That private answer sounds very similar to one of the only public answers C.K. gave on the matter prior to this past weekend. Confronted by Vulture’s David Marchese about the rumors in a 2016 interview, C.K. said, “I don’t care about that. That’s nothing to me. That’s not real.” He then added, “You can’t touch stuff like that. There’s one more thing I want to say about this, and it’s important: If you need your public profile to be all positive, you’re sick in the head. I do the work I do, and what happens next I can’t look after. So my thing is that I try to speak to the work whenever I can. Just to the work and not to my life.”
Maron said he knew some of the women who spoke to The New York Times last week about C.K, including comedian Rebecca Corry, calling it “fucking sad” that she and others didn’t feel like they could confide in him about it. Those women likely saw him as more likely to believe his friend C.K. than he was to believe them. And they were right.
“So when it comes to believing women, I want to believe women, but in this particular instance, there was no one named,” Maron said, referring to an early blind item about C.K. that appeared in Gawker. “So I believed my friend. It’s just that the environment enabled the dismissiveness of it. How do I put this? The work environment, the social environment makes it difficult for people to come forward and be heard, to be listened to, to be believed, and for action to be taken around that. It is pushed aside, it is dismissed, it is framed as an annoyance or an embarrassment, it is used against people, it is used as a threat, that is the structure that exists in life.”
Maron went on to admit that he has struggled with “empathy” over the years. Anyone who has listened to his podcast evolve since it began knows that he has improved immensely in that regard.
In his own life, he said he is working towards acknowledging the “power dynamic” that exists between men and women, especially in a work environment, as he has learned by working with a cast and crew of mostly women on the Netflix series GLOW. “It’s hard to understand that that power dynamic is real and it exists, because things have been the way they are for a long time,” he added.
In his statement the day after the Times story broke, C.K. admitted that he wielded his power “irresponsibly,” but notably did not apologize to the women he mistreated. Today, Maron took more responsibility for choosing to believe his friend over those women than C.K. has for his own abhorrent behavior.
“I’m disappointed in my friend,” Maron, who said he would not stop using that word to describe C.K., said near the end of his monologue. “He fucked up. And he’s in big fucking trouble.”

——

### GIVEN REQUEST A
According to the passage, on which Netflix series has Maron worked with a cast and crew of mostly women?

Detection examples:
——

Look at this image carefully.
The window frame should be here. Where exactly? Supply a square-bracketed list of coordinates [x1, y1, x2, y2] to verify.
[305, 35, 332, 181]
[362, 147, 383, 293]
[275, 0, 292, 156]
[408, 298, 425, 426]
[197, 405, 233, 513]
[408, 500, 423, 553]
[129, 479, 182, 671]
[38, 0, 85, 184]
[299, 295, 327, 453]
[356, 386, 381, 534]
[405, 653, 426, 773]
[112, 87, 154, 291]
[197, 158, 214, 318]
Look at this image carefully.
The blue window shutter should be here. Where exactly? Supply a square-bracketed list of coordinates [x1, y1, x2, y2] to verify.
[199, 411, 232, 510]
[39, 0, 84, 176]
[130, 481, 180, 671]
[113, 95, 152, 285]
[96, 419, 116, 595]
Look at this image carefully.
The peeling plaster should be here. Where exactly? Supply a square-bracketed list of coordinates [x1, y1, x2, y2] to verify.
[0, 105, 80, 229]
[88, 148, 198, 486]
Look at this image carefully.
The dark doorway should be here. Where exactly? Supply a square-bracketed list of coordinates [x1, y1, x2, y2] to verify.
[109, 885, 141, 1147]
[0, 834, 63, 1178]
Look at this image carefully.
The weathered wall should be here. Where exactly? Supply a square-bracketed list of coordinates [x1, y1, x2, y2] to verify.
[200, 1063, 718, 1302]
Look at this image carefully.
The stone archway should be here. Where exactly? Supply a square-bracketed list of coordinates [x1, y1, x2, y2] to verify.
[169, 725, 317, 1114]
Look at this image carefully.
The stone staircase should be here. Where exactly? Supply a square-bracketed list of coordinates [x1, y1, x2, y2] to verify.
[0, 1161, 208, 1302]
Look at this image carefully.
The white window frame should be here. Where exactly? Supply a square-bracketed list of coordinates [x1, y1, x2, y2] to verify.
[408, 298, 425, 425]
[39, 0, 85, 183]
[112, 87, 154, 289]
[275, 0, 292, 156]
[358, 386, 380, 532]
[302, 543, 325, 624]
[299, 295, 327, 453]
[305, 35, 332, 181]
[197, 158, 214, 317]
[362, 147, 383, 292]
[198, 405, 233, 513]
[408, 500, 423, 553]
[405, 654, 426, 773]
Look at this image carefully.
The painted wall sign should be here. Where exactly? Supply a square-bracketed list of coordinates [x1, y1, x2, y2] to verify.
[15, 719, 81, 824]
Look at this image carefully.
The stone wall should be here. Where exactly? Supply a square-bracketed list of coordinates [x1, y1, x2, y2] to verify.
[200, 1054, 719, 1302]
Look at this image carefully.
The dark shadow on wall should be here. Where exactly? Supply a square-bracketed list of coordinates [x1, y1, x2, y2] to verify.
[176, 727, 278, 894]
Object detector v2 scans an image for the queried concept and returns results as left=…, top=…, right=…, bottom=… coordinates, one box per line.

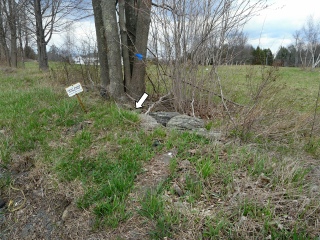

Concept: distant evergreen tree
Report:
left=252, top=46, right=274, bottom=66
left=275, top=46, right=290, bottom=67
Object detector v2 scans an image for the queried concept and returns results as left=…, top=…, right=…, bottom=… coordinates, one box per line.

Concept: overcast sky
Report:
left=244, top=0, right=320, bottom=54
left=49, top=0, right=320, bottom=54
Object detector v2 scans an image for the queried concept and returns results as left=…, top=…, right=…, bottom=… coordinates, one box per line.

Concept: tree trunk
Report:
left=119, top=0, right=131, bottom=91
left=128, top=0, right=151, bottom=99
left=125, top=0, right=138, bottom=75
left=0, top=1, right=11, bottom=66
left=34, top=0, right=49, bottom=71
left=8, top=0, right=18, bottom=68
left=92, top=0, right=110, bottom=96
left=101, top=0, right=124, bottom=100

——

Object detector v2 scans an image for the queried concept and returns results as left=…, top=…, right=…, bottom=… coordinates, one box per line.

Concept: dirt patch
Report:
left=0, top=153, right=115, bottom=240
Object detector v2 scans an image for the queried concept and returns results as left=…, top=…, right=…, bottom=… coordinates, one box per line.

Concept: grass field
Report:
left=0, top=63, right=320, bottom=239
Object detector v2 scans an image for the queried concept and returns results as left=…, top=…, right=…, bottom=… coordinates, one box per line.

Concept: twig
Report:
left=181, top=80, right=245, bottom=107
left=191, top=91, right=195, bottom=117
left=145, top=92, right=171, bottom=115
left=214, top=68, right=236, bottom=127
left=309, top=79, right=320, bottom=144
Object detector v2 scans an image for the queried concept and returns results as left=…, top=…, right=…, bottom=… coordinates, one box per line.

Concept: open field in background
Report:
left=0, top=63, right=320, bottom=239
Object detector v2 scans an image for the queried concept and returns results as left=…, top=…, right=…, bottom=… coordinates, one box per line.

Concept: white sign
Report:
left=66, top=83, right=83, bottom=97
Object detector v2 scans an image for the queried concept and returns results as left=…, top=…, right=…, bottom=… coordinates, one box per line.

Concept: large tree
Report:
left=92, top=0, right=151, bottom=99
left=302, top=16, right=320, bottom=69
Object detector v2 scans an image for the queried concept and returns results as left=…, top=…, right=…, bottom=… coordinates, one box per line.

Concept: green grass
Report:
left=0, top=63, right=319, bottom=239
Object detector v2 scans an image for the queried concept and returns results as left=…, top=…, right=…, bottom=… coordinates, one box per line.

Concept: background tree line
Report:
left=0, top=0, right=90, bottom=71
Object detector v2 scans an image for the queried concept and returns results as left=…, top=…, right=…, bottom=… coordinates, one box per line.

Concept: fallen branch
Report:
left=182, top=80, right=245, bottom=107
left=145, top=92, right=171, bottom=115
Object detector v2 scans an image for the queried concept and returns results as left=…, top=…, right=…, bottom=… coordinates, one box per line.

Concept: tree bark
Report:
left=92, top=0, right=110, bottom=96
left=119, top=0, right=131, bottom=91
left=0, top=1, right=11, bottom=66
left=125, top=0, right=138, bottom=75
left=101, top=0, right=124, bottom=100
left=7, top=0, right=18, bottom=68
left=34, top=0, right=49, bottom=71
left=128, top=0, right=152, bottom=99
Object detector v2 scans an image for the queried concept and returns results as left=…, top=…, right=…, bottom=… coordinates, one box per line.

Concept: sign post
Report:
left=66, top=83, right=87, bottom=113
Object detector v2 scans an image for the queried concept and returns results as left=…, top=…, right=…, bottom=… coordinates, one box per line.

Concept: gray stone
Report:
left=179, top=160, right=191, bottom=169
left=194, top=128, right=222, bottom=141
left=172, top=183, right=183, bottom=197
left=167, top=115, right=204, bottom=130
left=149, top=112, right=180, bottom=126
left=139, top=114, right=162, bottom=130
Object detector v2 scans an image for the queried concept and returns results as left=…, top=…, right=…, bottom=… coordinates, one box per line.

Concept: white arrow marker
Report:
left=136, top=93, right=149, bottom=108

——

### GIVEN REQUEST B
Pick out each row above that contains the word "white".

### WORKED SOLUTION A
GLOW

### WORKED SOLUTION B
The white window frame should be here. Where exactly? Supply a square-bracketed list of coordinates [x1, y1, x2, y2] to verify.
Concept: white sign
Concept: white arrow marker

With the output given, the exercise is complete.